───── Dataset extract ─────

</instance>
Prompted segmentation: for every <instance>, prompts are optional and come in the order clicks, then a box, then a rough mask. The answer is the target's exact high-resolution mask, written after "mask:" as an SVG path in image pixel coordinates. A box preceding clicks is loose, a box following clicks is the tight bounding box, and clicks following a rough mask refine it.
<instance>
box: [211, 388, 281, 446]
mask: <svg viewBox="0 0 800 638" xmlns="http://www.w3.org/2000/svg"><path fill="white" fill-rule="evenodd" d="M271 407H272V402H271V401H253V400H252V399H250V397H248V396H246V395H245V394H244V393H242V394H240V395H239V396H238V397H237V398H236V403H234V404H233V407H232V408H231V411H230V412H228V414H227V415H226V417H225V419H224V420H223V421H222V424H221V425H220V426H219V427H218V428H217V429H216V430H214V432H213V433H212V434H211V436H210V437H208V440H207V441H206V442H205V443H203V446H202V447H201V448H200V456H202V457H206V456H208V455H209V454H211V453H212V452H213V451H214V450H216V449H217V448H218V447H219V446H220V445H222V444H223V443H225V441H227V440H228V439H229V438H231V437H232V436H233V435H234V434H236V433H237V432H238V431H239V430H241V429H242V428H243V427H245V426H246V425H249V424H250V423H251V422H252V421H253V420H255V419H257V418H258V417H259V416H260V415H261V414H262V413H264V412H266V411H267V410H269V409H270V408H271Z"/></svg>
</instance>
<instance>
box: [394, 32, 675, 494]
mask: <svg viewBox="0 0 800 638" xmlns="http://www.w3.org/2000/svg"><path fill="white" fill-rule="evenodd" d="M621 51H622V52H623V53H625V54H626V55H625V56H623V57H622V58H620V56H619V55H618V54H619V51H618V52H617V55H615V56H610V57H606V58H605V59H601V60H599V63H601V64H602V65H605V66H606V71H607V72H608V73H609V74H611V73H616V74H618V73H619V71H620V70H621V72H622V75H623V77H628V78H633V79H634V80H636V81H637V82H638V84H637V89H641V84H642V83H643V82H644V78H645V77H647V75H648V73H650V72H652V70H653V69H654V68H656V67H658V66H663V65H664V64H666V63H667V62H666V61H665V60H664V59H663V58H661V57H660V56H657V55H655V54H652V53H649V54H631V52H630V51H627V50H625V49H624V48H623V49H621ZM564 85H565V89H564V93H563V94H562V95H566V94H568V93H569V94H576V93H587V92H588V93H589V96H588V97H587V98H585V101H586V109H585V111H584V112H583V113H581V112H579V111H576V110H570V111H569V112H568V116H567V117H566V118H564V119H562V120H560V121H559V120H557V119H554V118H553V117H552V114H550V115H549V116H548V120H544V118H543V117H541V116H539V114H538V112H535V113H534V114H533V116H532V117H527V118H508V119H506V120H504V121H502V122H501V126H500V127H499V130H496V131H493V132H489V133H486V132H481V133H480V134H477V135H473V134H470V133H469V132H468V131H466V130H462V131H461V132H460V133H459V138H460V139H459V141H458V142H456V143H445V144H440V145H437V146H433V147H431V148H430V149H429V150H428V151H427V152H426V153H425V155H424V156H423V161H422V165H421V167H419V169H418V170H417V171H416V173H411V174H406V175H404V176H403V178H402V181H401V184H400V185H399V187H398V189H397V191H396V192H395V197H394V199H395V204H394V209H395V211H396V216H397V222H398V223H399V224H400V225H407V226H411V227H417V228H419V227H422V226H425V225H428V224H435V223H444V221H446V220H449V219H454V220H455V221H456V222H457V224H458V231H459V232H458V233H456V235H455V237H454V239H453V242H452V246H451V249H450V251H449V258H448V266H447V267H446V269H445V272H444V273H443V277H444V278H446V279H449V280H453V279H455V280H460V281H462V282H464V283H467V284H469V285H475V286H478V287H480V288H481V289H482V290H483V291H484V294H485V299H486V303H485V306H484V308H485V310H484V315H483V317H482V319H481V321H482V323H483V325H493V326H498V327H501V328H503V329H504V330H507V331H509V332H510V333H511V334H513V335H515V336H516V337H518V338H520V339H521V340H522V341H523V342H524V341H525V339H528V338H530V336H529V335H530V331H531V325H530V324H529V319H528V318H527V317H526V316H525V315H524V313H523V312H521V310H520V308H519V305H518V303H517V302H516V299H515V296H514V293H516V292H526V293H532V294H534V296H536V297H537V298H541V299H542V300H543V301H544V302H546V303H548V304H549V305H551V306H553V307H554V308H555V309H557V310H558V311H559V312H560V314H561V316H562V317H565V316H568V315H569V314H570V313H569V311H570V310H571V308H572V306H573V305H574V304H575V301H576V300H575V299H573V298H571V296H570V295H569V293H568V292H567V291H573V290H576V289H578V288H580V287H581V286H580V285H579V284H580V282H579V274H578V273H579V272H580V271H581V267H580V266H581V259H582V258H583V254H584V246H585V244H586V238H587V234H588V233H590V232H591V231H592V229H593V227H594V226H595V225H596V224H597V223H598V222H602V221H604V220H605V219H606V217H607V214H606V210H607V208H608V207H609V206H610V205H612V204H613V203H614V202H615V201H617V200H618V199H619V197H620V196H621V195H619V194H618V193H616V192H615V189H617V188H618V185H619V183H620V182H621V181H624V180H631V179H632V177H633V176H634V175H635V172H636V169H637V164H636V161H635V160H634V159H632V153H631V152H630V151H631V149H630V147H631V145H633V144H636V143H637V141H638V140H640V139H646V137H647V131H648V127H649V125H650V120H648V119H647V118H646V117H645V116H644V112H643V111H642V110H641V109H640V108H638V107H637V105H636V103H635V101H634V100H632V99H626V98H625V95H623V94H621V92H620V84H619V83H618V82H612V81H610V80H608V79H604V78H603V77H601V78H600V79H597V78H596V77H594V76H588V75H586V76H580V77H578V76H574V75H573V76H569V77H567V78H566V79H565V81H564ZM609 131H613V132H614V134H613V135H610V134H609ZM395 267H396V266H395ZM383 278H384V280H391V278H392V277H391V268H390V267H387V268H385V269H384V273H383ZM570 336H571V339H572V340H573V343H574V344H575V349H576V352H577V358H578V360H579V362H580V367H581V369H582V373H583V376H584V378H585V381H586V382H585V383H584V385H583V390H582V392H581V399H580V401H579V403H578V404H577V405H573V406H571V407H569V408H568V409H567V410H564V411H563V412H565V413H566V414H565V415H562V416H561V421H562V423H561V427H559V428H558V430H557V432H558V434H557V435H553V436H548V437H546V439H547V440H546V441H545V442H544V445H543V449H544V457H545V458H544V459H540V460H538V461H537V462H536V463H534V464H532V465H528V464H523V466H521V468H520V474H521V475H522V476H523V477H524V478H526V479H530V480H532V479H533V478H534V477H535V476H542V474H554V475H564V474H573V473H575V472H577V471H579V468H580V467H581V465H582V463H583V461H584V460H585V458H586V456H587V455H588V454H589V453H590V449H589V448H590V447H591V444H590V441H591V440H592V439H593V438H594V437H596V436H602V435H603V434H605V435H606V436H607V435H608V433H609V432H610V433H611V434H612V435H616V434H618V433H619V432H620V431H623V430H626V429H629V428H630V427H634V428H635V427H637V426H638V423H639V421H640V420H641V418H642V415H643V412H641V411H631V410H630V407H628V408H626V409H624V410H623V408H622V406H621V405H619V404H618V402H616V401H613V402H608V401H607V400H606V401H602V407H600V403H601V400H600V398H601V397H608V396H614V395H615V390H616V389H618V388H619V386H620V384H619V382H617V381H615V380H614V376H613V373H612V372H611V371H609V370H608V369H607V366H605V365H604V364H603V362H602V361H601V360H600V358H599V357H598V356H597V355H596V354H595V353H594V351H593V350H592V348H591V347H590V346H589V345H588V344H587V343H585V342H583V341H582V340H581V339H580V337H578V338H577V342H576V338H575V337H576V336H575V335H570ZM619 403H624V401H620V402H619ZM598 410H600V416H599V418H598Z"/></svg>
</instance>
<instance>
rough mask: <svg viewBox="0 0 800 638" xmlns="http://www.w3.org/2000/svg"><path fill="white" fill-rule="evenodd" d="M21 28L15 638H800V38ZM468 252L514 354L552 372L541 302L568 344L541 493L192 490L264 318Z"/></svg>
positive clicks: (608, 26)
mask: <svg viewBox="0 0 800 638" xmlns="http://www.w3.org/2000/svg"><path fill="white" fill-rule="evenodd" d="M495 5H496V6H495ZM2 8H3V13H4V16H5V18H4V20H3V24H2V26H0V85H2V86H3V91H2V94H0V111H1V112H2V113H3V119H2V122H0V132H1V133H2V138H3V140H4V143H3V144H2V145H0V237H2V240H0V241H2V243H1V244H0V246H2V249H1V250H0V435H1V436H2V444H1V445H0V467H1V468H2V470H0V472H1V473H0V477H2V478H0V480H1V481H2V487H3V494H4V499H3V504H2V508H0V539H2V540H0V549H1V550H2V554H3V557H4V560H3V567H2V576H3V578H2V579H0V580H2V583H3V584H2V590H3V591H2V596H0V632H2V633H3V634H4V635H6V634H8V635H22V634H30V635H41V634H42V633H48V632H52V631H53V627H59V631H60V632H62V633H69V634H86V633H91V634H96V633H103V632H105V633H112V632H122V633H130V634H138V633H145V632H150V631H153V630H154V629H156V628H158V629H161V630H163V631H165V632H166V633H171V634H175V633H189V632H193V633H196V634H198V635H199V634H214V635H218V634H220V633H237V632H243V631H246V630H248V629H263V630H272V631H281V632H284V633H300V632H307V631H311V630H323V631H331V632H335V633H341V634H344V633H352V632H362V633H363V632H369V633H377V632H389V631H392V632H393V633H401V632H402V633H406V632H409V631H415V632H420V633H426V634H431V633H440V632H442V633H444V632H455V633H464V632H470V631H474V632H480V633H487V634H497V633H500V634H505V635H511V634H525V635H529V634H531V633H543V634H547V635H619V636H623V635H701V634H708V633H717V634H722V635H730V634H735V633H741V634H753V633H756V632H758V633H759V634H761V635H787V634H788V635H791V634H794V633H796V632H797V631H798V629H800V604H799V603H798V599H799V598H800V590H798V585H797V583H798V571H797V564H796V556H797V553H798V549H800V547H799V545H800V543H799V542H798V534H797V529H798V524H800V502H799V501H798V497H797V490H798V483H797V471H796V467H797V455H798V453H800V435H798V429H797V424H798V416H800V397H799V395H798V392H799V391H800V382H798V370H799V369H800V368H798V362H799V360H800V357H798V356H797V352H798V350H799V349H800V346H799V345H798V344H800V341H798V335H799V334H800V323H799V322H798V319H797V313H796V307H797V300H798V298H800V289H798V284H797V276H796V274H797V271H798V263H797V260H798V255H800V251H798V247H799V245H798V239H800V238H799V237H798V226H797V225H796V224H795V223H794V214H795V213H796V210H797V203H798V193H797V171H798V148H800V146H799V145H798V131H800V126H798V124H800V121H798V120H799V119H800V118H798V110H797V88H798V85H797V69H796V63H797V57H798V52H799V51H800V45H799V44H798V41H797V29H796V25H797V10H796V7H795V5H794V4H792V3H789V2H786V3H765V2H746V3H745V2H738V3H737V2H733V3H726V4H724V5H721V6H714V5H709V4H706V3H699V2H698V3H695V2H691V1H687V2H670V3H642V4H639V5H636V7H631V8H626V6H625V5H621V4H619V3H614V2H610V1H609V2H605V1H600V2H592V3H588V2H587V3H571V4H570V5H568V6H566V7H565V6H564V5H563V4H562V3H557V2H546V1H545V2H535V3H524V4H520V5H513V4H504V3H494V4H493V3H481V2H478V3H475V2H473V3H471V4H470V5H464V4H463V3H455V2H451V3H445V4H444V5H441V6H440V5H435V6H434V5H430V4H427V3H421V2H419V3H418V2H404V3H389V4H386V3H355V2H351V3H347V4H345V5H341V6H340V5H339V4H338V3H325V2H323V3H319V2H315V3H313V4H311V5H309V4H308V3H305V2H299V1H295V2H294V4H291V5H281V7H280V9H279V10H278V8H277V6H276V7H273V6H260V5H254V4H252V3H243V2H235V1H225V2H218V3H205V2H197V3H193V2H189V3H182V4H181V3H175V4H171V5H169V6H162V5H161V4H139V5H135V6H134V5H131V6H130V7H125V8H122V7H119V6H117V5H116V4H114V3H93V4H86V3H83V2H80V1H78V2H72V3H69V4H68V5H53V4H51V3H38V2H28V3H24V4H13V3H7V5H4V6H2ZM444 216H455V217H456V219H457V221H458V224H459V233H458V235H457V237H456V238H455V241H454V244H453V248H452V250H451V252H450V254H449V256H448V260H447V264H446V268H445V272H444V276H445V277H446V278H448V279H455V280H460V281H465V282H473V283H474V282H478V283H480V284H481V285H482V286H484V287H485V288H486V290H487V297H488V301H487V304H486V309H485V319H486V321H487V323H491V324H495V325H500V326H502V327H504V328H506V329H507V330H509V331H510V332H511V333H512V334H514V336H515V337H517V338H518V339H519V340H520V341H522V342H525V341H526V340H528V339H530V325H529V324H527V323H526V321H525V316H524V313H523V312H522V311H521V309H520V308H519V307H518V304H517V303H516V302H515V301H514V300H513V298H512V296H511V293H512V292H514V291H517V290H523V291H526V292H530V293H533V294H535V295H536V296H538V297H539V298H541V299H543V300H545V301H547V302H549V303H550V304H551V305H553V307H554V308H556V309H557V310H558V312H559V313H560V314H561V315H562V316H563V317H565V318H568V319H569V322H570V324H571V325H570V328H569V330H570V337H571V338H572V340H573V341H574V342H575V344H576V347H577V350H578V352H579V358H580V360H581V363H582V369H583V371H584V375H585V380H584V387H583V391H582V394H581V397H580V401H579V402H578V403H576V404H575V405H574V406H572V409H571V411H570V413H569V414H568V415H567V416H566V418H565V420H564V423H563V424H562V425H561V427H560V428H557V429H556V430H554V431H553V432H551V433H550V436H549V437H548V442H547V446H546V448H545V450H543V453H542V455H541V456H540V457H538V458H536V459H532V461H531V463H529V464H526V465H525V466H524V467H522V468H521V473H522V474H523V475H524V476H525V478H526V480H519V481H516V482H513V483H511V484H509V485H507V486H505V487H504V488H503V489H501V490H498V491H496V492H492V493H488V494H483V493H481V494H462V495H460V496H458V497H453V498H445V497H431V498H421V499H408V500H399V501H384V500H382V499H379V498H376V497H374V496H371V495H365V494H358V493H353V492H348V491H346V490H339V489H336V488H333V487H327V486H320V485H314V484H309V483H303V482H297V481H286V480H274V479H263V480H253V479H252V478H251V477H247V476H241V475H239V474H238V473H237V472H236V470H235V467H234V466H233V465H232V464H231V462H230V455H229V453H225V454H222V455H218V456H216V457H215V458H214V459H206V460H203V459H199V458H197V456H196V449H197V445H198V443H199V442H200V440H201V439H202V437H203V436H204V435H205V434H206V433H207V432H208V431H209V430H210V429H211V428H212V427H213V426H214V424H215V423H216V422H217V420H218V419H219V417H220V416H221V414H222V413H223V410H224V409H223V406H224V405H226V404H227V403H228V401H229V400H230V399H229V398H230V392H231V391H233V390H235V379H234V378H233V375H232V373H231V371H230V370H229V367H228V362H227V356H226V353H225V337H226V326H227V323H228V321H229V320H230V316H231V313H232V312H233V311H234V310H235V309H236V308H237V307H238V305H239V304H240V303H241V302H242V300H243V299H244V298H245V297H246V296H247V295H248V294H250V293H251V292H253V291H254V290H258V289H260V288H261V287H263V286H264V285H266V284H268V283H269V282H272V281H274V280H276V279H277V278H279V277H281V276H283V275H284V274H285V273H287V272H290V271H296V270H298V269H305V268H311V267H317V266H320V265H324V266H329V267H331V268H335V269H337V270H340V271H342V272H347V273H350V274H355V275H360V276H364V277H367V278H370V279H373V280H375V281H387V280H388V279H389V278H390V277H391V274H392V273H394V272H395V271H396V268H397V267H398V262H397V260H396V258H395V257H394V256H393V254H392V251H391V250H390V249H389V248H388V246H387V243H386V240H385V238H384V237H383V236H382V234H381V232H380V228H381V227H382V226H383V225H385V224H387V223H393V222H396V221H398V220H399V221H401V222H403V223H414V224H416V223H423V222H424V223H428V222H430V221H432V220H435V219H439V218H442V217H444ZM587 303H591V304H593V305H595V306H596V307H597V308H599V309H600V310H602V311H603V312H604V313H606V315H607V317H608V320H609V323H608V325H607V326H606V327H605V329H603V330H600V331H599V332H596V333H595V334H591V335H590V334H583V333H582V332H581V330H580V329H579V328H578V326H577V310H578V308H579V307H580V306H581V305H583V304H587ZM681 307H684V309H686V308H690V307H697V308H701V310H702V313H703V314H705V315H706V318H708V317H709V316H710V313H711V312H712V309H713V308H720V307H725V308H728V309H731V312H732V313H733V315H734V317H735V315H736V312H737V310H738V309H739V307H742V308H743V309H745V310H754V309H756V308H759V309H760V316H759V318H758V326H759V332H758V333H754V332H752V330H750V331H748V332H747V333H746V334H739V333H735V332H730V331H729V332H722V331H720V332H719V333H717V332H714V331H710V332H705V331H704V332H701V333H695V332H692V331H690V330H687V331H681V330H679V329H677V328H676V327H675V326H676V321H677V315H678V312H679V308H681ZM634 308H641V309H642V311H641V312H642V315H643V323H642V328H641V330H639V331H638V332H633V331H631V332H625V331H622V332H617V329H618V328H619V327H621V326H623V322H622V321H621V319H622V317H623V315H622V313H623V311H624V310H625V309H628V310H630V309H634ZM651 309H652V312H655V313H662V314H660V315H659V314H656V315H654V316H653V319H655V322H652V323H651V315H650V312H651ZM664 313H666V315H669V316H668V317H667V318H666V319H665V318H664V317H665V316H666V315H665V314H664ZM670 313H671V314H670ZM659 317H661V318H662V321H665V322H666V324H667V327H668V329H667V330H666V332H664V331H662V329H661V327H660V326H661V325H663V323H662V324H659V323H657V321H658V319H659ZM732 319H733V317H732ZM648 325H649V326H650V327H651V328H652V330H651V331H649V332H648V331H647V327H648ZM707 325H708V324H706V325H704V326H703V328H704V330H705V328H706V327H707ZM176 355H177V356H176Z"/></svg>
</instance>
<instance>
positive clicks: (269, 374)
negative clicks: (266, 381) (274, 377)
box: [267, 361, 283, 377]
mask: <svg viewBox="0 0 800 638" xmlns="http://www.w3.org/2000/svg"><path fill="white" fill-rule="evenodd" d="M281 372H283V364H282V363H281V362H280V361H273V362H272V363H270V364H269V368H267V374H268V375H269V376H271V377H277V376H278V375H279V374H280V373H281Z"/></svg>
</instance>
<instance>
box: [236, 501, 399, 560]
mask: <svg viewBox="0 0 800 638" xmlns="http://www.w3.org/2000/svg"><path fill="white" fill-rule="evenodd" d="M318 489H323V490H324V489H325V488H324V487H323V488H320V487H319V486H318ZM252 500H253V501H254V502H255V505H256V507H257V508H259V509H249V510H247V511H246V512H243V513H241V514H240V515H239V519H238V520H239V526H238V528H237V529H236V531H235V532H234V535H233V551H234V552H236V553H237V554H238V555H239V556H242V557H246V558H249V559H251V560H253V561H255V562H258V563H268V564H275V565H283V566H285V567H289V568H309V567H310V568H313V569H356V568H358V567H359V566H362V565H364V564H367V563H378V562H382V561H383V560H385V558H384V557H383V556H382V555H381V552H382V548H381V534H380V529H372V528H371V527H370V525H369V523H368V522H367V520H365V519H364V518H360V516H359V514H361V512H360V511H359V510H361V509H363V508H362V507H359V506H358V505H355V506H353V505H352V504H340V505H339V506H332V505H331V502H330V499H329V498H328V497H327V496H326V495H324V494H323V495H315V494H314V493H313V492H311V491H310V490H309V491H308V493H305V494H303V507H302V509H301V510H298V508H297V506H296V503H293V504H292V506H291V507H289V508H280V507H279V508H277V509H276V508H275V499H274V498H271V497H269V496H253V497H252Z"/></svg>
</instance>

─────

Tally the lines in the records above that hold the word "clicks", and give only that number.

- Exercise result:
4